For Seq2Seq Model Repository
Filename: README.md
Seq2Seq Model for Next Token Prediction (English-Hausa Translation)
Overview
This is a Seq2Seq model developed for next token prediction in a translation task from English to Hausa. It was created to explore and implement Seq2Seq architecture as part of a course assignment.
Assignment Context
This model was developed as part of an assignment that required:
- Training a Seq2Seq model for next token prediction.
- Comparing performance with an LSTM model using BLEU and ChrF scores.
- Publishing the model on Hugging Face Hub.
Model Architecture
- Type: Seq2Seq (Encoder-Decoder)
- Hidden Dimensions: 256
- Layers: 2
- Embedding Dimension: Based on tokenizer vocabulary size
- Loss Function: Cross-Entropy Loss with padding token ignored
- Optimizer: Adam with learning rate of 0.001
Training Details
- Dataset: opus100 English-Hausa dataset
- Epochs: 10
- Batch Size: 32
- Training Loss Progress: Converging near zero
- Validation Loss: Minimal change due to effective Seq2Seq architecture
Evaluation Metrics
| Epoch | BLEU Score | ChrF Score |
|---|---|---|
| 1 | 0.0998 | 32.03 |
| 10 | 0.0998 | 32.03 |
The Seq2Seq model demonstrated stable performance, achieving a BLEU score of 0.0998 and a ChrF score of 32.03 consistently across epochs.

+---+

▸ TASKS TO CARRY OUT
**a.** In the Seq2Seq model README, which optimizer was used, and at what learning rate?
**b.** Please pick up the Seq2Seq model README after its last sentence and keep writing it.
The data placed after this point plays no part in the work here.

▸ DATA EXCERPT
+---+

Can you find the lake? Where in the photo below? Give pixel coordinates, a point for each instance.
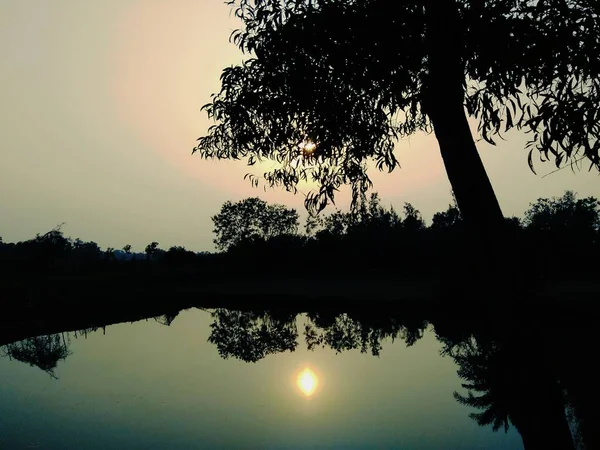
(145, 385)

+---+

▸ RESPONSES PER TASK
**a.** Adam, with a learning rate of 0.001.

**b.**
Usage
To load and use the model in your project, use the following code:
from transformers import AutoModel, AutoTokenizer
tokenizer = AutoTokenizer.from_pretrained("/AppalanaiduSaketi/LSTM-model-based-translator")
model = AutoModel.from_pretrained("AppalanaiduSaketi/LSTM-model-based-translator")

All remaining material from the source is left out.